-------- SELECTED EXTRACT

On Mon, 26 Jan 2004 19:07:34 GMT, kevins_news
wrote:

I know that question is too open ended to really answer. Each house
will behave different. Each room will behave different depending on
windows, exterior walls, etc. But I'm just looking for some sort of
estimate.

Say it's -15C outside and +20C inside at midnight. If i left the
furnace off (gas forced air) all night, what kind of temperature could
be expected at 8am? I guess a "If it drops lower than X then you may
have issues" is the kind of answer i'm looking for.

The reason i ask is because i'm an insanely over-critical person who
wants to squeeze every bit of efficiency out of this house until the
next one which i will have built properly. :-)

I'm in the middle unit of a 3 unit townhouse. So i share a wall with
each nieghbour on the sides and only my front/back walls are exposed
to the elements. However I have a 2nd story which neither of my
neighbours do, so upstairs is exposed on all four sides. Because the
vast majority of my main floor walls are shared with neighbours i
figured that my heat loss should be significantly better than any
detached house. But i have nothing to compare against. Buit new in
2001 according to ontario building code. I think that's r-34 in the
attic and only r18 in the walls. All the windows are double paned. I
can't feel any air leakage and no condensation or ice ever forms
between panes but the bedroom windows ice up like hell every night
along the bottom edge. (35% humidity inside at 19C with -15C outside).

----------------

### [WHAT YOU NEED TO DO]
a: List every distinct temperature value that appears in the post about overnight heat loss, with units.
b: According to the post about overnight heat loss, in what year was the writer's townhouse built?

-------- COLLECTED MATERIAL

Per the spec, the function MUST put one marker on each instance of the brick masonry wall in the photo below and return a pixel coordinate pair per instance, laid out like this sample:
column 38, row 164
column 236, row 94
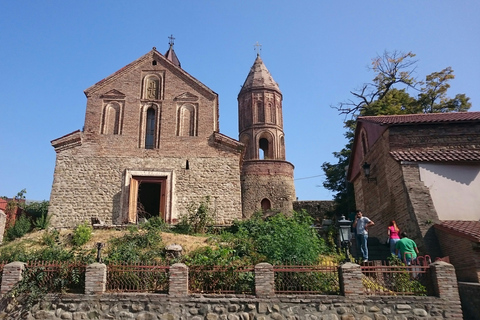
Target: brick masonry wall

----------------

### [TASK-BY-TASK RESULTS]
a: -15C, +20C, 19C

b: It was built new in 2001.